_What the task asks_. Emit the line that holds "Detect young woman" and all lines following it through the end of the data, verbatim, and nothing else.

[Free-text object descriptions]

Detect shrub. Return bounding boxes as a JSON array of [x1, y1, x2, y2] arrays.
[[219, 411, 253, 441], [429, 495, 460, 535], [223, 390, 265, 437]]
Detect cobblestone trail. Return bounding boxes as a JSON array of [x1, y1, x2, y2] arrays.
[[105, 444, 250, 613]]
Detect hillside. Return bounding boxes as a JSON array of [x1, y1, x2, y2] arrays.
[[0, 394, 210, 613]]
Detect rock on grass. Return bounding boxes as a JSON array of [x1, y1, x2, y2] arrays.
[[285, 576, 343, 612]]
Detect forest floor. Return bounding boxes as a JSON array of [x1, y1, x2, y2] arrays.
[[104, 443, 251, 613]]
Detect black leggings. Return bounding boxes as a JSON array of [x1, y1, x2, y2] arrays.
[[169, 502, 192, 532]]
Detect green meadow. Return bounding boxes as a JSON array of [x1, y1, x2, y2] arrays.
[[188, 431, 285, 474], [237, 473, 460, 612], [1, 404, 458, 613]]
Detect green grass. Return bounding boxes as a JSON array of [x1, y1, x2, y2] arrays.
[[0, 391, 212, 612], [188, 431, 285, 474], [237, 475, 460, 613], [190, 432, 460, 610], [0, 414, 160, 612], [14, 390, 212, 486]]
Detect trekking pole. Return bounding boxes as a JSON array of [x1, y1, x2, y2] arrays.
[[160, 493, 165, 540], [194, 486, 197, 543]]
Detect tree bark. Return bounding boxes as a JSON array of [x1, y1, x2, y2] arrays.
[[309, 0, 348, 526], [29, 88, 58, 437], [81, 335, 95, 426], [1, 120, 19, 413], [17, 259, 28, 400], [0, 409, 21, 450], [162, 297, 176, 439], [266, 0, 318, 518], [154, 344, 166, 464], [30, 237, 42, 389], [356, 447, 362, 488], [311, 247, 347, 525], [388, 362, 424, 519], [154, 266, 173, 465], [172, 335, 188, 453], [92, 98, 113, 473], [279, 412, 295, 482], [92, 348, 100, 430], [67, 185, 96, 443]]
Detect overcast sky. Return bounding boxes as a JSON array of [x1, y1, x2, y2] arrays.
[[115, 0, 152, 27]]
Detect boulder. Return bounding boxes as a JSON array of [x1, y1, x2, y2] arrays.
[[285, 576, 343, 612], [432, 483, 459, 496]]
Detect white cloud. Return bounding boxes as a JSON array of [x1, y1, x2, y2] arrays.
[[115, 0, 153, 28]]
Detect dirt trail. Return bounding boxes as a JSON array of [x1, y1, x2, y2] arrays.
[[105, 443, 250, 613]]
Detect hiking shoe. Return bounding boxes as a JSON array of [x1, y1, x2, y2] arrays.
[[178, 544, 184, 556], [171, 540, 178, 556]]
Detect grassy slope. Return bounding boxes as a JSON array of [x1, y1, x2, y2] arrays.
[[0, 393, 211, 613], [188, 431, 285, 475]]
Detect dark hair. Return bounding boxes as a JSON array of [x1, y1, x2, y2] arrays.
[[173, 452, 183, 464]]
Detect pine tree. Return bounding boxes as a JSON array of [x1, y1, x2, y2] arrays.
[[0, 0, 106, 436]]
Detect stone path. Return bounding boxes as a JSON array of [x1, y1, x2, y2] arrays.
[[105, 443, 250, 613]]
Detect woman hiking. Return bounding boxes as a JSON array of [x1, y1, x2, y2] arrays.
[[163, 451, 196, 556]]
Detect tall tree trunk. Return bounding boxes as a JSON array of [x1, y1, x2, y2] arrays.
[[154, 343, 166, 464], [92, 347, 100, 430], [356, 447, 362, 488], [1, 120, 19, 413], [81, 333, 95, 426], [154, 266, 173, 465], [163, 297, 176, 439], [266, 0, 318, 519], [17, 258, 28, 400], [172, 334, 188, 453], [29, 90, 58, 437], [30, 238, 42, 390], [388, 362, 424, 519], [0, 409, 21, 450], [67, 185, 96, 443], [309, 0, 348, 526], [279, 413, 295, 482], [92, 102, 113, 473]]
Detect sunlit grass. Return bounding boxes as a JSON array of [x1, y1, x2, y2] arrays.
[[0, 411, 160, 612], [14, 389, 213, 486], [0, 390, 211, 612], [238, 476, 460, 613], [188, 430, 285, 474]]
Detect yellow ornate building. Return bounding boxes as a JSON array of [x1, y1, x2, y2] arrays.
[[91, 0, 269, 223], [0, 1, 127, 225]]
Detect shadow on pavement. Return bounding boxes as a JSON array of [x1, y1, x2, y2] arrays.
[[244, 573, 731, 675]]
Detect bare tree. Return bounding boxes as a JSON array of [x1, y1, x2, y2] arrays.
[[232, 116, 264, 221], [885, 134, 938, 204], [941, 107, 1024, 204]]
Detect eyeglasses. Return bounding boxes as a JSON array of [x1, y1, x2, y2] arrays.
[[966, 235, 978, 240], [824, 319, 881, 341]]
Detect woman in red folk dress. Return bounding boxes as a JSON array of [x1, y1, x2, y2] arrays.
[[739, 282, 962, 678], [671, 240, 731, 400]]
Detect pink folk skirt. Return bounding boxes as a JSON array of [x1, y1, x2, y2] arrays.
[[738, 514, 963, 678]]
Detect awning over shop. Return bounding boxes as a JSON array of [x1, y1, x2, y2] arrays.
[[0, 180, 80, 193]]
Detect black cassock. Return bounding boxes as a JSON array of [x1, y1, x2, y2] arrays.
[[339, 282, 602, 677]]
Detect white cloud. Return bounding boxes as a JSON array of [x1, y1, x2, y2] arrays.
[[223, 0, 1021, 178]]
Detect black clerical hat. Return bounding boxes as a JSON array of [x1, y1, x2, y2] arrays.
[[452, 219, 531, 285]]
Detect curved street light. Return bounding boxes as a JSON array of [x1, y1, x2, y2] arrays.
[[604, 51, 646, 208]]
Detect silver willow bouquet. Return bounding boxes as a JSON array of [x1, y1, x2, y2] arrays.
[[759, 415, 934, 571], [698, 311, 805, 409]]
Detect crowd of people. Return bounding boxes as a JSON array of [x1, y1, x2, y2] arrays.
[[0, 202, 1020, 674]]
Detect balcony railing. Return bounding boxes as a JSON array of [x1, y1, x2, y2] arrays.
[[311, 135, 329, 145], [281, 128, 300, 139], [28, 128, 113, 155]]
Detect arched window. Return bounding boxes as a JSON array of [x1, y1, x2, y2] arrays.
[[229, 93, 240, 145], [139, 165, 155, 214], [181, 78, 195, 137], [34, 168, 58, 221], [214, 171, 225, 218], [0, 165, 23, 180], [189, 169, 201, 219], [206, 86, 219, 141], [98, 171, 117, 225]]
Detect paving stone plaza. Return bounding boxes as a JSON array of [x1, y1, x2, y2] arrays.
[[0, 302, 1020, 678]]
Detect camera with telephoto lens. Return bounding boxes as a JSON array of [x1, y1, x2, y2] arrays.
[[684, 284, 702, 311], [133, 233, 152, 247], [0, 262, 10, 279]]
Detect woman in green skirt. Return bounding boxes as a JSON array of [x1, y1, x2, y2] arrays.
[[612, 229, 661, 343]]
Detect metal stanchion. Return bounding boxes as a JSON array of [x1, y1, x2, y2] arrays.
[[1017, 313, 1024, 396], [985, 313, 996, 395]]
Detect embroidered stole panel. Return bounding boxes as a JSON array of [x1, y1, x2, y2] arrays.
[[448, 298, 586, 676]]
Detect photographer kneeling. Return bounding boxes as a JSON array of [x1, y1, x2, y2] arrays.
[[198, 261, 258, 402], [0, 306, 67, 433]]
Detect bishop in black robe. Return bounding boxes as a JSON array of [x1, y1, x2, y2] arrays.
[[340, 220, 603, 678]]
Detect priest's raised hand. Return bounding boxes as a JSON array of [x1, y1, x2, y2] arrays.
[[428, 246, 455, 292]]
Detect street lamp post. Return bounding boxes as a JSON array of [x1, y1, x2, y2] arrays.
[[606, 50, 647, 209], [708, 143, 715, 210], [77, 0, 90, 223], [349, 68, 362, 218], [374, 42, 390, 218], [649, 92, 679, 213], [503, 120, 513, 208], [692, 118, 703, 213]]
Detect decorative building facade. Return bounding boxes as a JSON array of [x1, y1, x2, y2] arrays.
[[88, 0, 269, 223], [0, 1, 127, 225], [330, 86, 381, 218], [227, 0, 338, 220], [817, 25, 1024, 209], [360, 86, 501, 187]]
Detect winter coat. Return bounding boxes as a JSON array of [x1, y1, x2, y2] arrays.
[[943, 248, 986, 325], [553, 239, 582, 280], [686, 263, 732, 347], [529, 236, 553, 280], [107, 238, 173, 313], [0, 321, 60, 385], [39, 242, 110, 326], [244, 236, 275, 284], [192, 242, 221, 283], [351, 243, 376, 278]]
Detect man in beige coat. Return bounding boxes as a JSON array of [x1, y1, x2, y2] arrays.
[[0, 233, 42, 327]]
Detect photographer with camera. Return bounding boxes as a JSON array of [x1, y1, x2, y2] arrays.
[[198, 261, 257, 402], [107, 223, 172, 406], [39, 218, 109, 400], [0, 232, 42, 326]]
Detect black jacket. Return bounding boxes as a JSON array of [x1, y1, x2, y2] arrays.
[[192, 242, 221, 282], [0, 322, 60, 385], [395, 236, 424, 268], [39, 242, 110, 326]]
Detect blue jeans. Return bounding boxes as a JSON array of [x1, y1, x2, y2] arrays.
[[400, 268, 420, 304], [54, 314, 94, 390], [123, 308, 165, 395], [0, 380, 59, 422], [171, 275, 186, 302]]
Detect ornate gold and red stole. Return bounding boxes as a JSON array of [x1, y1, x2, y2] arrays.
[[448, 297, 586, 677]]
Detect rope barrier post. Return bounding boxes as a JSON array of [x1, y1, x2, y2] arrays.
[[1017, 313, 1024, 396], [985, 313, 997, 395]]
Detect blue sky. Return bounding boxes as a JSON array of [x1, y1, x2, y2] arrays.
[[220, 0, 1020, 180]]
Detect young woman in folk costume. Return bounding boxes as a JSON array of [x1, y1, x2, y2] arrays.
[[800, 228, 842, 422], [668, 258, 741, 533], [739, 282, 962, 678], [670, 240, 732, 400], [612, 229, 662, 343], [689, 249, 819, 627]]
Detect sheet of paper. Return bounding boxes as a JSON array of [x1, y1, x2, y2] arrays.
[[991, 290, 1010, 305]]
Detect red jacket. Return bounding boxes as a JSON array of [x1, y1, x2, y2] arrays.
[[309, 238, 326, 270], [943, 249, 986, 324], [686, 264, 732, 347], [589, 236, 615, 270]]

_Result for this task_.
Detect young woman in folk costume. Return bounding boxes as a JSON array of [x1, y1, x2, y2] arrays.
[[800, 228, 842, 422], [668, 258, 741, 533], [739, 282, 962, 678], [670, 240, 732, 400], [612, 229, 662, 343], [689, 249, 819, 627]]
Detect sheet of paper. Return bounding boxes as a JSON array of [x1, y1, x2, y2] arrays.
[[991, 290, 1010, 305]]
Detect red jacket. Return bounding boxes as a JSON array of [x1, y1, x2, y2] arrays.
[[309, 238, 326, 270], [943, 249, 986, 324], [686, 264, 732, 347], [589, 236, 615, 270]]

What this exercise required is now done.